TASK DIRECTIONS = Transcribe the entries below exactly, line for line, leaving out the pictures.

SUPPLIED RECORDS =
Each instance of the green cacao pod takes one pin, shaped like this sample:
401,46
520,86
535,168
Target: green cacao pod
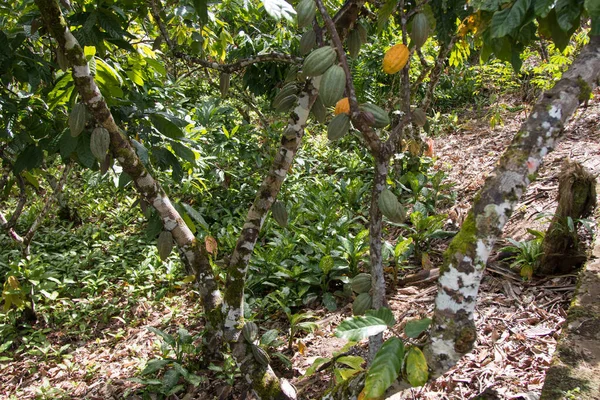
338,127
420,30
319,61
308,42
391,207
362,303
99,143
77,119
306,11
419,117
332,85
362,31
250,331
165,244
319,111
279,213
361,283
224,81
286,103
381,116
260,355
354,42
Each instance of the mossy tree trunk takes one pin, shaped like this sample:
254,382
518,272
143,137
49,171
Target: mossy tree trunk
576,198
453,331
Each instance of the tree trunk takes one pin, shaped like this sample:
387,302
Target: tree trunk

EXERCISE ANSWER =
Each instance of the green cacao pod takes one pin, shaped like this sample:
401,46
520,86
535,168
Target: green cacao pod
338,127
420,30
319,61
308,42
391,207
362,303
99,143
77,119
306,11
419,117
332,85
362,31
250,331
165,244
319,111
279,213
361,283
224,81
286,103
381,116
260,355
354,42
Each instance of the mossy tree trunk takes one pin, shaped like this sample:
254,382
518,272
143,137
49,171
Target: mossy tree trunk
576,198
453,331
Each instance of the tree trunk takes one pin, shaped like this sample:
387,302
Target: tree trunk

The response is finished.